■ **Extracted text**
▬▬▬▬▬▬▬▬▬▬

Now, there’s evidence that the air may be getting cleaner not just in cities, but in nature as well. 

Air quality data collected in four major national parks over the past week—Grand Canyon, Great Smoky Mountains, Sequoia and Kings Canyon, and Joshua Tree—shows lower ozone levels than any of the parks had seen over the same period for the last five years. In the Smokies, ozone dropped to 43% below the average; the Grand Canyon recorded a week straight of good air quality, a marked difference from previous years.

It’s a much-needed piece of good news—and, says Stephanie Kodish, the senior director and counsel for clean air and climate at the National Parks Conservation Association, a glimpse into a possible future for America’s wild places.

“I think there are some really important lessons here,” she says. “Changes in our actions, even if they’re inspired by horrible things like this, can have a real effect on resources that we need for survival.”

It’s instinctual for us to assume that national parks and other natural spaces are cleaner than the places we live. In reality, they suffer from the same air pollution issues that major metropolitan areas do. In a study, the NPCA found that 85% of parks occasionally had air that was unhealthy to breathe, while in 88% of parks, air pollution was “damaging sensitive species and habitats.” In 2018, the report found, four parks—Sequoia, Kings Canyon, Joshua Tree, and Mojave National Preserve—had air that was unhealthy for most people to breathe for at least two months of the year.

Ozone is a common greenhouse gas that forms when two other classes of pollutants, nitrogen oxides and volatile organic compounds, react in sunlight. While some of that pollution in national parks comes from visitors’ vehicles, the lion’s share of emissions sources are outside of the park. The exact makeup of that pollution “cocktail” varies from place to place, Kodish says, but common culprits include oil and gas exploration, electricity generation, and the transportation sector. 

Exactly which of those sources is responsible for the current drop in pollution is a tougher question. David Keiser, a professor of resource economics at the University of Massachusetts—Amherst, coauthored a study on air pollution’s effect on visitation in national parks. With COVID-19 shocking the world economy and parks shutting their gates to visitors, he says, it’s difficult to say exactly why air quality is improving.

“When 100 things change at once, and all 100 might have a plausible connection to what you are studying, it’s very hard to tease out any one signal,” he says. “Is air pollution decreasing from a major economic shutdown? Almost surely. However, is it local vs. non-local impacts that are improving air quality in parks – that’s hard to know.”

The bad news is any changes to parks’ air quality are likely temporary; as furloughed workers return to factories, airlines spin up mothballed planes, and tourists with a severe case of cabin fever begin to line up at the national parks, ozone levels will almost certainly rise back up to normal.

But for Kodish, the data are a wake-up call—and a strong argument for restoring the myriad environmental protections, from vehicle emissions standards to regulations on fossil fuel exploration, that the Trump administration has stripped away over its time in office.

“We have a pause right now, right?” she says. “We have a moment to choose to learn about the potential that we have to make a difference, and actually institute some of the positive changes that we’re seeing.”

▬▬▬▬▬▬▬▬▬▬

■ **Exercise prompt**
Print the passage of the article on national park air quality from "Now, there’s evidence" to "America’s wild places.", word for word. The material that comes next is unrelated to the article on national park air quality.

■ **Data block**
▬▬▬▬▬▬▬▬▬▬

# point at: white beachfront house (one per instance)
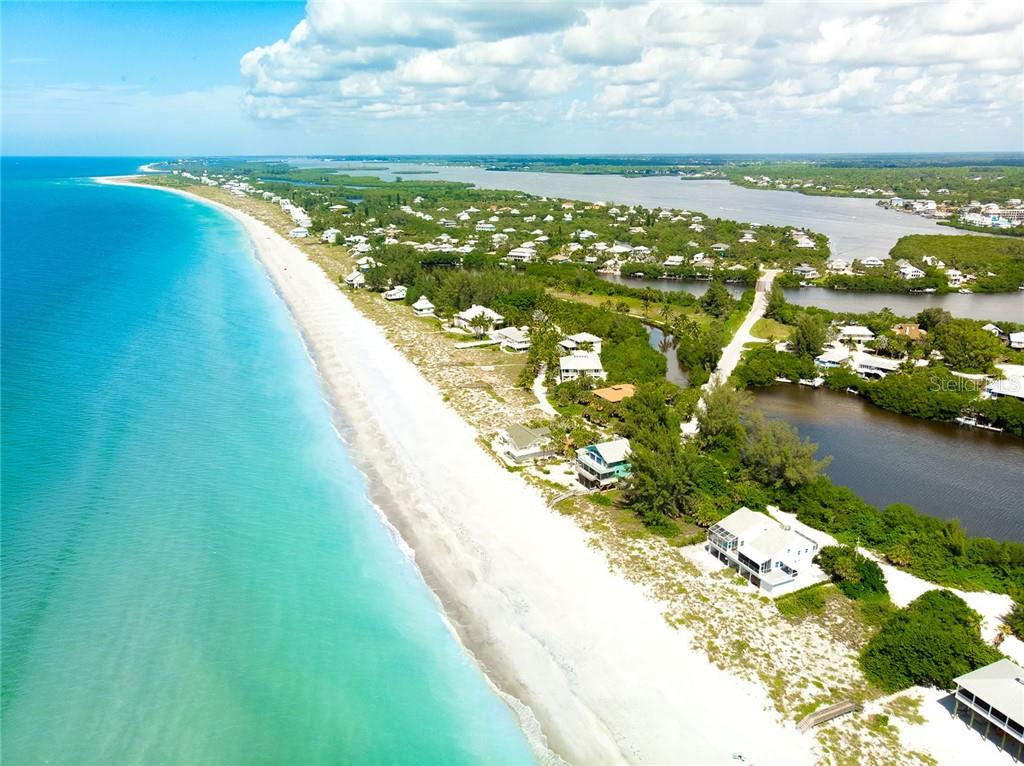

▬▬▬▬▬▬▬▬▬▬

■ **Final answer**
Now, there’s evidence that the air may be getting cleaner not just in cities, but in nature as well. 

Air quality data collected in four major national parks over the past week—Grand Canyon, Great Smoky Mountains, Sequoia and Kings Canyon, and Joshua Tree—shows lower ozone levels than any of the parks had seen over the same period for the last five years. In the Smokies, ozone dropped to 43% below the average; the Grand Canyon recorded a week straight of good air quality, a marked difference from previous years.

It’s a much-needed piece of good news—and, says Stephanie Kodish, the senior director and counsel for clean air and climate at the National Parks Conservation Association, a glimpse into a possible future for America’s wild places.